TEXT SHOWN »
————————

That’s a scene in Monty Python’s The Meaning of Life, another in the troupe’s pantheon of industrial-grade caustic observation on the absurdity of rule-making.

Welcome, then, to Albany’s convoluted “plan” for the legal sale of marijuana. We support the legal sale of the product; after all, the stuff has been available for decades on the sly and, as one thoughtful speaker said at the Cooperstown Board of Trustees’ recent public hearing on the December 20 vote, when you’re looking for pot on the downlow, chances are the seller is going to try to find some insidious way to introduce you to more dangerous things like cocaine, heroin, and/or fentanyl.

Dispensaries made legal in next-door Massachusetts operate with precision; clean with no direct access to product, entry to the building and purchase controlled strictly with identification checks. It’s a fine model that should allay the fears of those who think that a dispensary in town would lead to unfettered access to drugs.

Albany’s kick-the-can-down-the-road lawmaking leaves every municipality in the state facing a ridiculous choice, all in the name of “local control.” They don’t want to be the ones to make this decision, that’s all.

Here’s what they left us: Local jurisdictions must, by December 31, 2021, affirmatively vote to opt OUT of being able to have dispensaries and/or pot lounges within their borders. If they don’t, they’re deemed to have opted IN with no chance of ever again reversing that decision. But if they opt OUT by December 31, 2021, those same localities can opt back IN through a permissive referendum or some other vehicle. And once they’re in, they’re in for good. Got that?

No one in the state yet knows exactly what it is they’d be opting IN to. The state’s Cannabis Control Board, created through meatball language crammed at the last minute into last year’s state budget, has yet to establish the regulations that municipalities, pot dispensaries, pot lounges, or anyone else involved with the business would be required to follow. No one knows exactly what Albany has in mind including, probably, Albany.

————————

ACTIONS TO TAKE »
a. In the editorial on Albany's marijuana plan, by what date must local jurisdictions vote to opt out of allowing dispensaries and pot lounges?
b. Continue the editorial on Albany's marijuana plan, starting after its last sentence.

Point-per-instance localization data
————————

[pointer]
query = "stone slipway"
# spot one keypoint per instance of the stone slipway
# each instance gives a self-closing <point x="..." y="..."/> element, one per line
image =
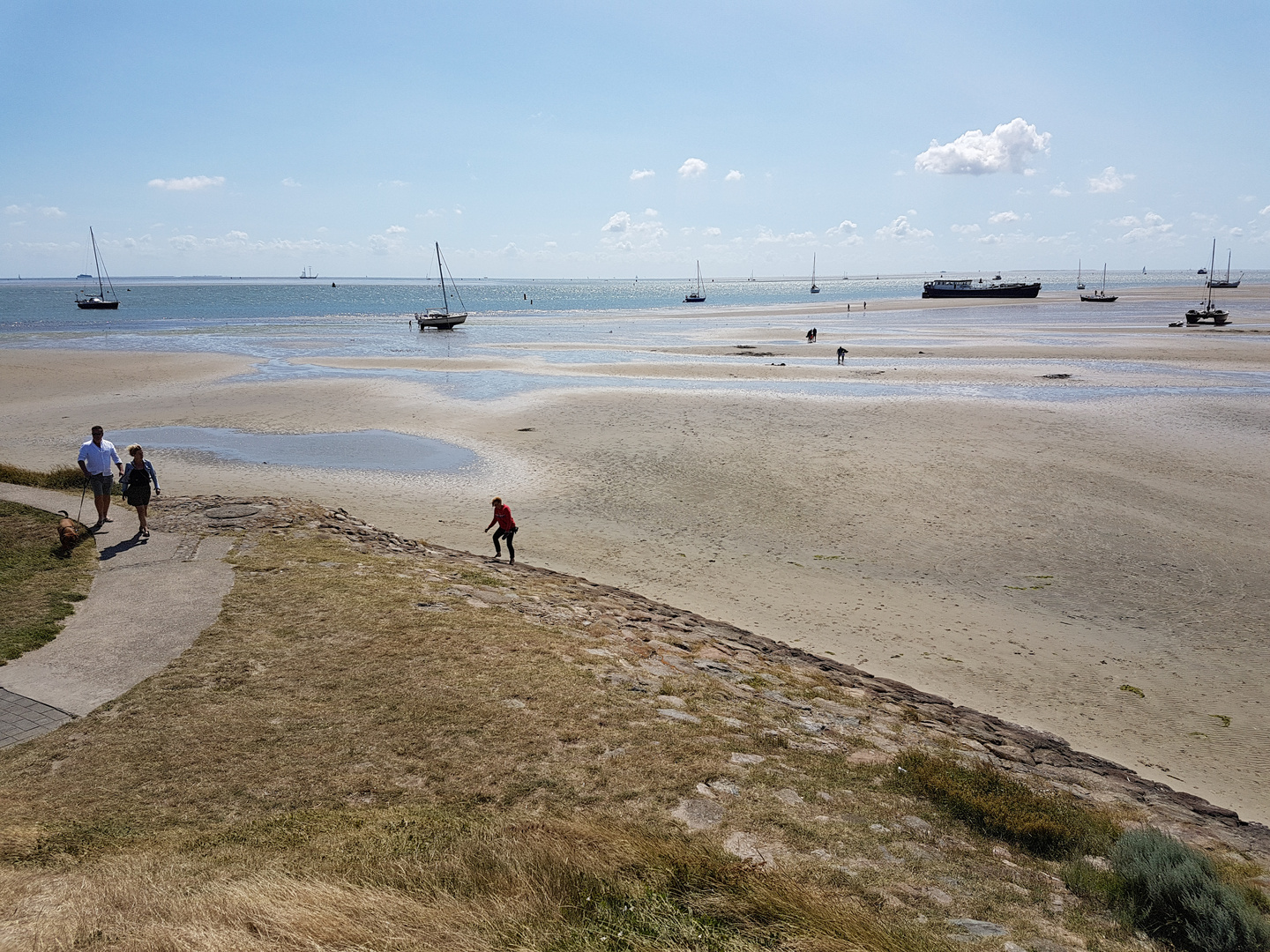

————————

TASK RESULTS »
a. December 31, 2021.

b.
Historically, our state’s Legislature passes bills demanding deep disclosure of every term and condition that might come along with the sale of a product, a service, a meal, or anything else. Here, however, they’ve left the instruction manual blank. No disclosure. No terms and conditions. We’ll tell you about those later, they say, but you need to make up your mind now.

That’s all we need to know to support the opt out resolution facing Cooperstown’s Board of Trustees. When the state Legislature hands a blank check to something like a Cannabis Control Board, they cede massive authority that runs somewhat unchecked. They’ve done it for decades — pass a law with an overarching goal (i.e., “legalize pot”) and then utterly abrogate its obligation to explain what, exactly, they mean (i.e., “over to you, CCB!”). They leave it to increasingly powerful state agencies or panels they create out of thin air.

Mayor Ellen Tillapaugh is correct to take the opt out route at this time. It’s the only avenue the state has made available to allow for the public to decide — and, for Cooperstown anyway, a permissive referendum could be on the ballot in March 2022.

We do not oppose the legal sale of pot in carefully regulated dispensaries; depending on the shape the elusive rules and regs might take, we do not rule out support for dispensaries within Village limits. We do, however, oppose buying into something that could turn out to be different from that which they originally sold.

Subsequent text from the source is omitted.